SOURCE PASSAGE -
-----
Project Overview
WARNING: Please note that this project is intended as an illustrative example of the potential application of machine learning in assisting medical professionals with heart disease diagnosis. The information and results presented here (or on the accompanying website) do not constitute medical advice in any form.
Heart disease is a prevalent health condition that requires accurate and timely diagnosis for effective treatment. This project aims to develop a machine learning model to assist doctors in diagnosing heart disease accurately and efficiently. By leveraging machine learning and a comprehensive dataset, the model can analyze various patient factors and provide predictions regarding the probability of heart disease. The implementation of diagnostic machine learning models like this one offers several potential benefits, including improved diagnostic accuracy, reduced burden on medical professionals, and early detection of disease. Furthermore, the project promotes data-driven medicine and contributes to ongoing efforts in machine learning-based medical diagnosis. By providing an additional tool for risk assessment and decision-making, I hope that models like this one can enhance patient outcomes and advance our understanding of heart disease.
Sample Usage
- A medical professional could collect and enter the necessary patient information (such as age, sex, chest pain type, resting blood pressure, etc.) into the website.
- Once all the required data has been entered, click the "Predict" button to initiate the prediction process.
- A medical professional could interpret the prediction result alongside other diagnostic information and medical expertise to make informed decisions and provide appropriate care for the patient.
-----
INPUT DATA -
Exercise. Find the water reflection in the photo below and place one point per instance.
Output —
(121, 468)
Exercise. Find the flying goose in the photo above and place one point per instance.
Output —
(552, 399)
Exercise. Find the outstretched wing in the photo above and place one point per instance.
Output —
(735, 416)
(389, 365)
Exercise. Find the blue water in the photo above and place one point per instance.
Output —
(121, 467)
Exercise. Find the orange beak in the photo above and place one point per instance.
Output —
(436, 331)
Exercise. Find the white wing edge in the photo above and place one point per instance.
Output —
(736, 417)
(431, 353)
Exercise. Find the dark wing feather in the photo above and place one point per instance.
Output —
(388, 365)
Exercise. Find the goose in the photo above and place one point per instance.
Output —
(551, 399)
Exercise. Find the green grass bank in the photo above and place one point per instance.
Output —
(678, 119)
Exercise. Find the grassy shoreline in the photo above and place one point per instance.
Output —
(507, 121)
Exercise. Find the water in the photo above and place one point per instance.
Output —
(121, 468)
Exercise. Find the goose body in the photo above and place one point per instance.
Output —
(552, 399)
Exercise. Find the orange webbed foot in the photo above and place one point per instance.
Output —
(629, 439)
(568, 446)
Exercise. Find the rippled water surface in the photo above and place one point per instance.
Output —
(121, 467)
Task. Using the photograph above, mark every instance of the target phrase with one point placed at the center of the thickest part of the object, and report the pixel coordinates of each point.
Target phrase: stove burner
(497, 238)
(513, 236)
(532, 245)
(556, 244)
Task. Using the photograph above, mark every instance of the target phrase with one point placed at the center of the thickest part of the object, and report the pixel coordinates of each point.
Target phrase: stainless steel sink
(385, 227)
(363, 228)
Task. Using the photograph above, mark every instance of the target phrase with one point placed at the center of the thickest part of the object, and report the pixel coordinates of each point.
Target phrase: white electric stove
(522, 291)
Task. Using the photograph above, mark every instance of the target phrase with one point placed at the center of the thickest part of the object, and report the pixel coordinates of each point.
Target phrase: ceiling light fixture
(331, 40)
-----
TASK TO COMPLETE -
Pick up the heart disease project overview after its final sentence and continue writing it. The rows are separate material and do not belong to the heart disease project overview.

WRITTEN REPLY -
Dataset
Attribute Information
- Age: age of the patient [years]
- Sex: sex of the patient [M: Male, F: Female]
- ChestPainType: chest pain type [TA: Typical Angina, ATA: Atypical Angina, NAP: Non-Anginal Pain, ASY: Asymptomatic]
- RestingBP: resting blood pressure [mm Hg]
- Cholesterol: serum cholesterol [mm/dl]
- FastingBS: fasting blood sugar [1: if FastingBS > 120 mg/dl, 0: otherwise]
- RestingECG: resting electrocardiogram results [Normal: Normal, ST: having ST-T wave abnormality (T wave inversions and/or ST elevation or depression of > 0.05 mV), LVH: showing probable or definite left ventricular hypertrophy by Estes' criteria]
- MaxHR: maximum heart rate achieved [Numeric value between 60 and 202]
- ExerciseAngina: exercise-induced angina [Y: Yes, N: No]
- Oldpeak: oldpeak = ST [Numeric value measured in depression]
- ST_Slope: the slope of the peak exercise ST segment [Up: upsloping, Flat: flat, Down: downsloping]
- HeartDisease: output class [1: heart disease, 0: Normal]
Source
This dataset was created by combining different datasets already available independently but not combined before. In this dataset, 5 heart datasets are combined over 11 common features which makes it the largest heart disease dataset available so far for research purposes. The five datasets used for its curation are:
- Cleveland: 303 observations
- Hungarian: 294 observations
- Switzerland: 123 observations
- Long Beach VA: 200 observations
- Stalog (Heart) Data Set: 270 observations
Total: 1190 observations
Duplicated: 272 observations
Final dataset: 918 observations
Creators:
- Hungarian Institute of Cardiology. Budapest: Andras Janosi, M.D.
- University Hospital, Zurich, Switzerland: William Steinbrunn, M.D.
- University Hospital, Basel, Switzerland: Matthias Pfisterer, M.D.
- V.A. Medical Center, Long Beach and Cleveland Clinic Foundation: Robert Detrano, M.D., Ph.D.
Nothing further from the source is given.